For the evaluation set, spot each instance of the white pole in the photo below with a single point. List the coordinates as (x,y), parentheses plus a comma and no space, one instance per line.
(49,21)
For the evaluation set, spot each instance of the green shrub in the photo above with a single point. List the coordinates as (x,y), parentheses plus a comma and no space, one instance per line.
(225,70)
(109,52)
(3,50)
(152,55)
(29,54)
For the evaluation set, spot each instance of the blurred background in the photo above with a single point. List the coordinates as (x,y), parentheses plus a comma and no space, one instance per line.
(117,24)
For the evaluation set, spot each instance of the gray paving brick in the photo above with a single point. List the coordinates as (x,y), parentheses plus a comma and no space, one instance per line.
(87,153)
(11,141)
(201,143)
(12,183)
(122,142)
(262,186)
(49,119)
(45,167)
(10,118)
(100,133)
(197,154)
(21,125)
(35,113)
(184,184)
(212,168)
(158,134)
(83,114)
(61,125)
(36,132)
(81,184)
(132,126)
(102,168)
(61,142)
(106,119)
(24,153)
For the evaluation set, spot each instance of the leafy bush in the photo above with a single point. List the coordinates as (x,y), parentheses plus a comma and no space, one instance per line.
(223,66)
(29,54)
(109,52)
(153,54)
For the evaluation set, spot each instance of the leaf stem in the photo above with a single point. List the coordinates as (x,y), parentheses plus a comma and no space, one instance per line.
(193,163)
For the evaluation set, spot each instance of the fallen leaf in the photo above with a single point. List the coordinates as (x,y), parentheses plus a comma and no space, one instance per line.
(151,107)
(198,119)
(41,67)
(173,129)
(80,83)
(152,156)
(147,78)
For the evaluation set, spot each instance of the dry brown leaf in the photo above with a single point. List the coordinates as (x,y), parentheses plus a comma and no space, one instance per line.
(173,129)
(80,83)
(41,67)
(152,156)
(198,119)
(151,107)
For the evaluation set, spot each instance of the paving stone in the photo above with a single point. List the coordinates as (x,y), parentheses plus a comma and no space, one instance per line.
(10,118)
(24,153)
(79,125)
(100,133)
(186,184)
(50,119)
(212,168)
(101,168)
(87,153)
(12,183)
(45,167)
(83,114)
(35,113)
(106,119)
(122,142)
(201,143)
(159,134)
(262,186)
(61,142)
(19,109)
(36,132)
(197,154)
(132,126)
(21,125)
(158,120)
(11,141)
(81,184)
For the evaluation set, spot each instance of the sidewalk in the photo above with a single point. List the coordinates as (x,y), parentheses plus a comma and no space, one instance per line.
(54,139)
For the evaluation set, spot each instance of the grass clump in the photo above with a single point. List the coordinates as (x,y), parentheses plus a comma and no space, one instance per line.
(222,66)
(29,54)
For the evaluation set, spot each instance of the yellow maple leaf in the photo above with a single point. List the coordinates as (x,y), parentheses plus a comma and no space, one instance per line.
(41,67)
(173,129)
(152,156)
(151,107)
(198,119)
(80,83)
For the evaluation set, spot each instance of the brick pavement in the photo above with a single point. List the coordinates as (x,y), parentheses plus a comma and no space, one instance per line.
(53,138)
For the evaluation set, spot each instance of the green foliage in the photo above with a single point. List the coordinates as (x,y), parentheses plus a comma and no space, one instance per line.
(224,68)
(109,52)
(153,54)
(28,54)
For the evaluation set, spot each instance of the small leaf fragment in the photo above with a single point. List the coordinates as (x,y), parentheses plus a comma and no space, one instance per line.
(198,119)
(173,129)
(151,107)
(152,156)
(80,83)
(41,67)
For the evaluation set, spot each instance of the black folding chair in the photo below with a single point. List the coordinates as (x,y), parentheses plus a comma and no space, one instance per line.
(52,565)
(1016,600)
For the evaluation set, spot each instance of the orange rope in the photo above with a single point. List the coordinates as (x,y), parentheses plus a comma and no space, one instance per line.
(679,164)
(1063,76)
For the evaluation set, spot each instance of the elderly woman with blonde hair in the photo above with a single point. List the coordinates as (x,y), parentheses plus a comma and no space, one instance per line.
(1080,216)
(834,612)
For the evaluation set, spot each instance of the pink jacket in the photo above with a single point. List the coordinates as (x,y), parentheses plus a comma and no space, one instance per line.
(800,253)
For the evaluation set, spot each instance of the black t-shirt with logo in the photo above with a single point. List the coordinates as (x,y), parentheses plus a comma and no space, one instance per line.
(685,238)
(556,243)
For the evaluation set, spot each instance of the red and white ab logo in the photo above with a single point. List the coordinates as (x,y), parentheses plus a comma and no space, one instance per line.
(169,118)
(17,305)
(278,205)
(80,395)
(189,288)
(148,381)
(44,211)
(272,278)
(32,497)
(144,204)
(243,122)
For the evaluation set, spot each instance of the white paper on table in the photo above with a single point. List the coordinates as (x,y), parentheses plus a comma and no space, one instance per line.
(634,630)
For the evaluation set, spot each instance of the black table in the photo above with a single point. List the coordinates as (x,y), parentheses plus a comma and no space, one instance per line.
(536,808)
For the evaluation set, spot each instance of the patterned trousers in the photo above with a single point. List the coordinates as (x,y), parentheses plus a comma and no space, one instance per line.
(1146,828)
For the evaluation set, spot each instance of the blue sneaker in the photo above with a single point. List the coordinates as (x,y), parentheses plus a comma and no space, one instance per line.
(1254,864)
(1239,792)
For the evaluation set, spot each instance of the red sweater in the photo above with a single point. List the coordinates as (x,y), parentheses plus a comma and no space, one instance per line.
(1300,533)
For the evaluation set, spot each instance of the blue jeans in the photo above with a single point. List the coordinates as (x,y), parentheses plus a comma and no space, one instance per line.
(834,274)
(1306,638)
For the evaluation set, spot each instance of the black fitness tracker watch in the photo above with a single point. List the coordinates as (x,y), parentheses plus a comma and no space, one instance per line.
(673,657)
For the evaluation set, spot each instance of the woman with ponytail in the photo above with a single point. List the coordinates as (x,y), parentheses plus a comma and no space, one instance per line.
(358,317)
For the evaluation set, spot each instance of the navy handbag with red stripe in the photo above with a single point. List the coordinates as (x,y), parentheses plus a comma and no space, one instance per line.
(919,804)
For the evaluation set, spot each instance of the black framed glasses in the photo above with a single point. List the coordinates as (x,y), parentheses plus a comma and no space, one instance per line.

* [Work to complete]: Extract every line of the data above and reproduce each one verbatim, in its original order.

* [The output]:
For the evaluation set, spot each instance of the white pole in the photo below with a single point. List the coordinates as (x,y), parentheses plus a comma and no space, one instance per line.
(49,21)
For the evaluation set, spot each instance of the green shrub in the photo above with a single point. List the coordinates as (x,y), parentheses plus a comma and no space, one instance per line.
(225,70)
(109,52)
(3,50)
(152,55)
(29,54)
For the evaluation set, spot each instance of the blurred background in the photo above with a single point. List the coordinates as (x,y), parentheses plus a comma and no space, one instance per line.
(117,24)
For the evaluation set, spot each instance of the gray paving brick in the photo above with a single point. List the coordinates as (x,y), parentheses plus a comma and no space, one instance per line.
(87,153)
(11,141)
(201,143)
(12,183)
(122,142)
(262,186)
(49,119)
(45,167)
(10,118)
(100,133)
(197,154)
(21,125)
(35,113)
(184,184)
(212,168)
(158,134)
(83,114)
(61,125)
(36,132)
(81,184)
(132,126)
(102,168)
(61,142)
(106,119)
(24,153)
For the evaluation set, spot each instance of the leafy bush in the photo above with a single point. List the coordinates as (x,y), parentheses plus a comma and no space, one instance per line.
(223,66)
(29,54)
(109,52)
(153,54)
For the evaluation set, spot each instance of the leaf stem in the photo above with a single point. List the coordinates as (x,y), parentheses plus a comma and no space, one instance per line.
(193,163)
For the evaluation set, spot each instance of the fallen leaf in the photo above with a single point. List the coordinates as (x,y), parentheses plus a comma and no space, one instance per line.
(151,107)
(198,119)
(41,67)
(173,129)
(80,83)
(152,156)
(147,78)
For the evaluation set, spot each instance of the dry brown leaf in the photo above with a single point. List the coordinates as (x,y), parentheses plus a comma and no space, one instance per line.
(173,129)
(80,83)
(41,67)
(152,156)
(198,119)
(151,107)
For the evaluation set, spot each instance of the paving stone in the photo above with a single point. List the coordinates as (x,y), parentheses plus a comma and no space, one instance per line.
(10,118)
(24,153)
(79,125)
(100,133)
(186,184)
(50,119)
(212,168)
(101,168)
(87,153)
(12,183)
(45,167)
(83,114)
(35,113)
(106,119)
(122,142)
(201,143)
(159,134)
(262,186)
(61,142)
(19,109)
(36,132)
(197,154)
(132,126)
(21,125)
(158,120)
(11,141)
(81,184)
For the evaluation set, spot each instance of the sidewalk in the photo above with a single point. List the coordinates as (x,y), parentheses plus a comma and no space, one instance per line.
(54,139)
For the evaluation set, spot each instance of the grass clump in the photo above with a single point. List the coordinates as (x,y), parentheses plus a comma and no space, one instance per line.
(222,66)
(29,54)
For the evaluation set, spot each instance of the yellow maple leaf in the photo above with a single point. List the coordinates as (x,y), parentheses plus a comma and no space, one instance per line.
(41,67)
(173,129)
(152,156)
(151,107)
(198,119)
(80,83)
For the evaluation set, spot each instance of the brick pavement in the photo above with a single point. List the coordinates as (x,y), parentheses plus a comma and no space, one instance per line.
(53,138)
For the evaluation set, spot each instance of the green foliage in the photo above with a single point. List the coordinates as (x,y), parentheses plus a comma and no space, one instance per line.
(224,68)
(109,52)
(153,54)
(28,54)
For the evaluation set, spot each instance of the small leaf fragment in the photo above with a single point. List the coordinates as (x,y), parentheses plus a comma and no space, one instance per line.
(198,119)
(173,129)
(151,107)
(152,156)
(80,83)
(41,67)
For the evaluation set, spot each instance of the black folding chair in the photo below with a single point. List the coordinates as (x,y), parentheses plus a comma and no space, one instance per line.
(52,565)
(1016,600)
For the evaluation set, spot each instance of the orange rope in the photo above with a single point. List the coordinates as (x,y), parentheses plus a comma and no space, one instance per line.
(679,164)
(1063,76)
For the evaluation set, spot each instance of the elderly woman with blonde hair in the photo above with a single point. List the coordinates as (x,y), parentheses plus a comma and no space, one instance per line.
(1080,216)
(834,612)
For the evaluation set, spot each instance of the pink jacket in the photo above with a single point. List the coordinates as (x,y), parentheses plus a comma and no space, one instance per line.
(800,253)
For the evaluation set, spot each instance of the black t-shirt with logo in the photo above with a single point. List the coordinates as (x,y), parentheses plus a comma and no space, one instance per line.
(685,238)
(556,243)
For the evaluation set, spot each instance of the red and white ab logo in the photo above with a single point. List the coordinates as (x,y), parentheses plus a comma and no space, one instance per line.
(169,118)
(17,305)
(278,205)
(80,395)
(189,288)
(148,381)
(44,211)
(272,278)
(32,497)
(144,204)
(243,122)
For the evaluation set, spot each instance of the white paper on table in the photo above with a single point. List the coordinates as (x,y), parentheses plus a comma and no space, one instance per line.
(634,630)
For the evaluation set, spot each instance of the black table in the photo above with a single point. List the coordinates as (x,y), parentheses plus a comma and no space, one instance per line.
(536,808)
For the evaluation set, spot each instance of the patterned trousers in the photo above with a single point. List the coordinates as (x,y), parentheses plus a comma and no space, one instance per line.
(1146,828)
For the evaluation set, spot each instance of the blue sneaker in the photo above with a single point. List the coordinates as (x,y), parentheses plus a comma and no space, one instance per line.
(1254,864)
(1239,792)
For the evaluation set, spot each instance of the red sweater in the photo above with a single point. List the coordinates as (x,y), parentheses plus a comma and no space, one instance per line.
(1300,533)
For the evaluation set, spot each instance of the blue jeans in the photo above with a single point. List the coordinates as (x,y), parentheses plus a comma and no space, one instance per line.
(834,274)
(1306,638)
For the evaluation set, spot each instance of the black fitness tracker watch in the photo above with a single point. List the coordinates as (x,y), parentheses plus a comma and no space, one instance per line.
(673,657)
For the evaluation set, spot each instance of the woman with ponytail in the photo above with a single point. List the coordinates as (x,y), parentheses plus a comma and no space, one instance per line.
(358,317)
For the evaluation set, spot each instance of the navy handbag with red stripe in the photo above with a single point. List the coordinates as (x,y), parentheses plus a comma and no space, one instance per line.
(919,804)
For the evaluation set, spot each instance of the black framed glasses in the photo above with a single point. List the coordinates as (x,y), parentheses plus a comma and no space, one instance per line.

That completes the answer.